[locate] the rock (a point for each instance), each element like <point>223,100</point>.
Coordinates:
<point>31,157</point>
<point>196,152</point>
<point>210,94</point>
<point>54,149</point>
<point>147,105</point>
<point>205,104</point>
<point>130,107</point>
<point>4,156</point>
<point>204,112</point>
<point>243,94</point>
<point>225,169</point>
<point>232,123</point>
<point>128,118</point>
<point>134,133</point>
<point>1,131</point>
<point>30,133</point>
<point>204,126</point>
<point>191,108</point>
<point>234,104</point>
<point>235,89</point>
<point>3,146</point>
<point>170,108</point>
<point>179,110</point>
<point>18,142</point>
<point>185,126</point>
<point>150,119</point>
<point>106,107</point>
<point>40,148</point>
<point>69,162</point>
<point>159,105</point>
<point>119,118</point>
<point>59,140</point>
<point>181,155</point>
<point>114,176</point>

* _WHAT IS BEING ASKED_: Each entry must appear in the reply exactly as written.

* _REPLY TO THE TASK_:
[locate] the rock (a point for each instance), each element like <point>223,100</point>.
Coordinates:
<point>31,157</point>
<point>196,152</point>
<point>210,94</point>
<point>54,149</point>
<point>147,105</point>
<point>205,104</point>
<point>130,107</point>
<point>4,156</point>
<point>204,112</point>
<point>243,94</point>
<point>225,169</point>
<point>232,123</point>
<point>128,118</point>
<point>134,133</point>
<point>1,131</point>
<point>30,133</point>
<point>204,126</point>
<point>191,108</point>
<point>234,104</point>
<point>235,89</point>
<point>3,146</point>
<point>170,108</point>
<point>179,110</point>
<point>18,142</point>
<point>185,126</point>
<point>150,119</point>
<point>106,107</point>
<point>40,148</point>
<point>69,162</point>
<point>159,105</point>
<point>119,118</point>
<point>59,140</point>
<point>181,155</point>
<point>114,176</point>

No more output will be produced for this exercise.